** start of PROVIDED TEXT **

Strings are not properly escaped in JUnit XML reports
Reproduction code:
test_reproducer.lua
local lu = require('luaunit')
function test_str_compare_null_byte()
local actual = "q\000\000\002w\000"
local expected = "q\000\000\002w\000\000"
lu.assertEquals(actual, expected)
end
os.exit( lu.LuaUnit.run() )
$ lua test_reproducer.lua --output junit --name report | cat --show-nonprinting
# XML output to report.xml
# Started on 07/25/24 16:34:54
# Starting test: test_str_compare_null_byte
# Failure: test_reproducer.lua:7: expected: "q^@^@^Bw^@^@"
# actual: "q^@^@^Bw^@"

** end of PROVIDED TEXT **
** start of STORED DATA **

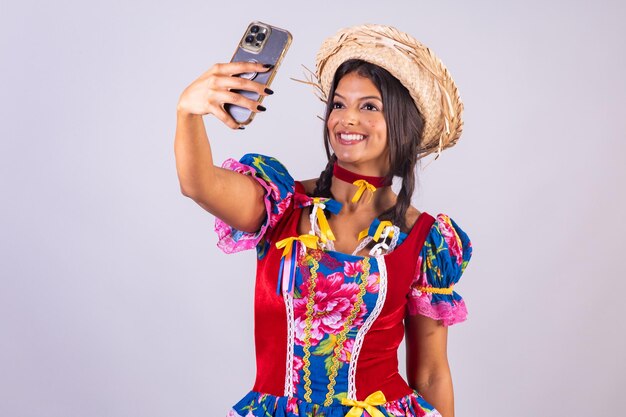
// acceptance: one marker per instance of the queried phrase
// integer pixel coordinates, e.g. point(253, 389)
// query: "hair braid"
point(322, 186)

** end of STORED DATA **

-- WRITTEN TASKS --
**1)** According to the bug report, what file receives the XML output?
**2)** Reproduce word for word the part of the bug report starting with "Strings are not" and going on through "lu.assertEquals(actual, expected)".
**3)** List every command-line option beginning with two hyphens that appears in the bug report.

-- EXERCISE SOLUTIONS --
**1)** report.xml

**2)**
Strings are not properly escaped in JUnit XML reports
Reproduction code:
test_reproducer.lua
local lu = require('luaunit')
function test_str_compare_null_byte()
local actual = "q\000\000\002w\000"
local expected = "q\000\000\002w\000\000"
lu.assertEquals(actual, expected)

**3)**
--output
--name
--show-nonprinting